Exercise tasks »
A: In the article on Huawei and digital orientalism, what new form of orientalism arose after Deng Xiaoping's market-oriented reforms and modernization drive?
B: Copy word for word the part of the article on Huawei and digital orientalism that begins with the words containing "Donald Trump’s campaign" and ends with "to the contrary.".
C: Continue the article on Huawei and digital orientalism, picking up after its final sentence.

Extracted text »
○ ○ ○ ○
Donald Trump’s campaign against Huawei is a symptom of digital orientalism, ignoring similarities in Chinese and Western surveillance
- The US’ targeting of Huawei is rooted in long-standing fears that China might challenge the idea of civilisational superiority on which the West constructs itself
- Focusing on Chinese surveillance effaces the threat posed by Western tech giants
The distortions and anxieties at work in these controversies require a new critical perspective for weighing dystopian concerns against promises to the contrary.
Edward Said’s Orientalism analysed how the “East” was fabricated as the exotic, feminine, irrational and backward other of the “West”. Said argued that the West constructs itself on the idea of civilisational superiority, which has justified imperialism and hegemony by and through technological advances.
Said’s concept has long been a fixture in postcolonial studies, especially discussions of the Chinese communist revolution. However, following Chinese paramount leader Deng Xiaoping’s market-oriented reforms and modernisation drive, a new “Sinological orientalism” emerged.
○ ○ ○ ○
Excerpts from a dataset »
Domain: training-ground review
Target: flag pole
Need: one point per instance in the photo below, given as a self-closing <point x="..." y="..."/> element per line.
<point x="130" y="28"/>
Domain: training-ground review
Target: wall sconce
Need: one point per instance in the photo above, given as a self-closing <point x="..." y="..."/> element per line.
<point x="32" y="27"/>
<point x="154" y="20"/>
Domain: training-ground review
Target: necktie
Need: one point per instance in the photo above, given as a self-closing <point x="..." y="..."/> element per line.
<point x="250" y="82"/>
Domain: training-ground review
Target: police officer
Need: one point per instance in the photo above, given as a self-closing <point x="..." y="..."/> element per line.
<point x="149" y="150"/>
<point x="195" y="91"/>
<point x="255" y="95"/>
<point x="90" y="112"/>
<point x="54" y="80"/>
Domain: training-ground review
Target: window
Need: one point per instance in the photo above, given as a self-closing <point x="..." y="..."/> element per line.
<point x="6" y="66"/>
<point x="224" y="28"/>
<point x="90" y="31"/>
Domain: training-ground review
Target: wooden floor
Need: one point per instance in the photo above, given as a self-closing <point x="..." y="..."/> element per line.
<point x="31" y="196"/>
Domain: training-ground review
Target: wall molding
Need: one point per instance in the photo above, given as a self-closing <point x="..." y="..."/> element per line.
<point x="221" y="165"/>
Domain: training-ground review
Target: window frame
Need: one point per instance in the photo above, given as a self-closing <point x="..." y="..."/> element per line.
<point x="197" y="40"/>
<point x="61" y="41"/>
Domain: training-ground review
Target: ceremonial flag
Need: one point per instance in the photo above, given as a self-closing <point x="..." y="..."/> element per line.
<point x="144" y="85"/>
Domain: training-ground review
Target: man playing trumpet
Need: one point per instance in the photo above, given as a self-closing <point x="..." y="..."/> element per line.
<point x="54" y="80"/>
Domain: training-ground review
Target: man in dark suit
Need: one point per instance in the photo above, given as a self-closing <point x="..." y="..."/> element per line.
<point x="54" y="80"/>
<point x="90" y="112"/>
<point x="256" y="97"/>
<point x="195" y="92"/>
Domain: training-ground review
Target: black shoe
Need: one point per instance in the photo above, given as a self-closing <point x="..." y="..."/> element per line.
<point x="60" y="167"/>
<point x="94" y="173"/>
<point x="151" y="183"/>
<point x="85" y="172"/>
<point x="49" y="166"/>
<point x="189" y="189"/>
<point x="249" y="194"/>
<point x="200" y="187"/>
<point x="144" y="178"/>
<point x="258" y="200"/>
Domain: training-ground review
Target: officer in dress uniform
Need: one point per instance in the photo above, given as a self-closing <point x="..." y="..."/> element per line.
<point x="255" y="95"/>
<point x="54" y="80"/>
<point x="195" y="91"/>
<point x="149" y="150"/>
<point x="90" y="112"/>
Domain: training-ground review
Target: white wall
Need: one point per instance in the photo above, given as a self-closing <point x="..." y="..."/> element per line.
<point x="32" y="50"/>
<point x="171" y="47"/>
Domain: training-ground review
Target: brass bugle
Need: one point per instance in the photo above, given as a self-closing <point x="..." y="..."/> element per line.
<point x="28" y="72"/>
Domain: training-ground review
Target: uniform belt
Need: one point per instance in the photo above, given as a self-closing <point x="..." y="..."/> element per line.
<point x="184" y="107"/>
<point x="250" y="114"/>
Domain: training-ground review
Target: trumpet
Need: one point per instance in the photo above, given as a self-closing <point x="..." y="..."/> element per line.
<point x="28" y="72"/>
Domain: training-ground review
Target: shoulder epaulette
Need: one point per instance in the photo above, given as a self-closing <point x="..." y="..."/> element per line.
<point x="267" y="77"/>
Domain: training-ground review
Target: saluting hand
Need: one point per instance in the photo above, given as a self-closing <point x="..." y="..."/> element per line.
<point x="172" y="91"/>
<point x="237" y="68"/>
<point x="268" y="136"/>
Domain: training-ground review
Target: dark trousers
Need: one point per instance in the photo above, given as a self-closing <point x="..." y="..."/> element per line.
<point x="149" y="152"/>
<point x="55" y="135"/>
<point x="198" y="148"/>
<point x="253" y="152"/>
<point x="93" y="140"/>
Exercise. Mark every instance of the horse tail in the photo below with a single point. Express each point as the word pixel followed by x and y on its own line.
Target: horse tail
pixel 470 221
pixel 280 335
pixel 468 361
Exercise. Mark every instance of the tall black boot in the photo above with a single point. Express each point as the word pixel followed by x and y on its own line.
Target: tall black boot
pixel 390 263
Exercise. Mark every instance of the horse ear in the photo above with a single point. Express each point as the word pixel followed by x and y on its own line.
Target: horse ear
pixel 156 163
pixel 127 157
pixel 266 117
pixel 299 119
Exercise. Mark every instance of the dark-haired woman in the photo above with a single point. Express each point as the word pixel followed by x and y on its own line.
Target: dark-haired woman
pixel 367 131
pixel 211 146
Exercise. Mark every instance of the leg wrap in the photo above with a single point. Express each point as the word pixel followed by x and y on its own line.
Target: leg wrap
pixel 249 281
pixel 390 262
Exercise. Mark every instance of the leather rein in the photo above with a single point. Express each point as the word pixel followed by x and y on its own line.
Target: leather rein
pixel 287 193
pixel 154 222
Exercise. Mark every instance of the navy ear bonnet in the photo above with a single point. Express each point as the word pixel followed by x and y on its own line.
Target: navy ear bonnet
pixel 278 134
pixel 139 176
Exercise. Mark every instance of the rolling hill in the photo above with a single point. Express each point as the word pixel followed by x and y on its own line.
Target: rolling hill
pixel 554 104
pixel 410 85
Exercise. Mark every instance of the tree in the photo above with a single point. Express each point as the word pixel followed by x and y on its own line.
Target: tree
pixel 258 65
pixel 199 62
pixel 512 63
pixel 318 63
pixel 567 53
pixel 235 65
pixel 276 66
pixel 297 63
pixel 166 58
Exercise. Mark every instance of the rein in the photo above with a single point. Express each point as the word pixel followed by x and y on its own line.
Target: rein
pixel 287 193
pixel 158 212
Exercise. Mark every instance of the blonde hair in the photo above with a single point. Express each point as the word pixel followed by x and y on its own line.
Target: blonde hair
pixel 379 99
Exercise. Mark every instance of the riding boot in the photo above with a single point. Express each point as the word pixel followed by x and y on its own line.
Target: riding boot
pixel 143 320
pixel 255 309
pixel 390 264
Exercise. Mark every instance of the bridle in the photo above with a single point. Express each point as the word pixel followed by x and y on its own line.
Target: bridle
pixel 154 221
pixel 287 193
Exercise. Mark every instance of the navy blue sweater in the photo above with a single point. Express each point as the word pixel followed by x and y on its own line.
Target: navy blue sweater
○ ○ ○ ○
Results by task »
A: A new "Sinological orientalism" emerged.

B:
Donald Trump’s campaign against Huawei is a symptom of digital orientalism, ignoring similarities in Chinese and Western surveillance
- The US’ targeting of Huawei is rooted in long-standing fears that China might challenge the idea of civilisational superiority on which the West constructs itself
- Focusing on Chinese surveillance effaces the threat posed by Western tech giants
The distortions and anxieties at work in these controversies require a new critical perspective for weighing dystopian concerns against promises to the contrary.

C:
These developments mirror long-standing fears, described by some as Western anxiety in the face of Chinese civilisational confidence. These fears have returned with a technological twist.
We introduce the concept of “digital orientalism” to help explain what is really at stake in controversies over China’s rapid digitalisation.
In a special issue of the Journal of Chinese Political Science, we write: “The increasingly apparent and uncomfortable development that many instinctively deny is that one of the key elements of Sinological orientalism, the notion that China would become more like the West, has become increasingly true, with the caveat that the West, likewise through the same types of technology, has become increasingly like China.”
Anxieties have resurfaced in two key areas. First, worries about the “technological society” and its threat to values and practices considered culturally intrinsic are key concerns in both China and the West.
Huawei and the double standards of the West
Second, China’s technological leapfrogging has produced “Sinotechnophobia”. The fear of Chinese technology has diminished Western fears of Western tech in a manner that recalls the cold war’s arms race (“we’re bad, but they’re worse”).
But Sinotechnophobia could have apocalyptic consequences, either through self-destruction or mutual destruction, on par with those described by Jairus Victor Grove in Savage Ecology: War and Geopolitics at the End of the World: imagine unrestricted surveillance states justifying self-suppression in the name of bolstering security against each other, with competing artificial intelligence running algorithms that accelerate poor decision-making.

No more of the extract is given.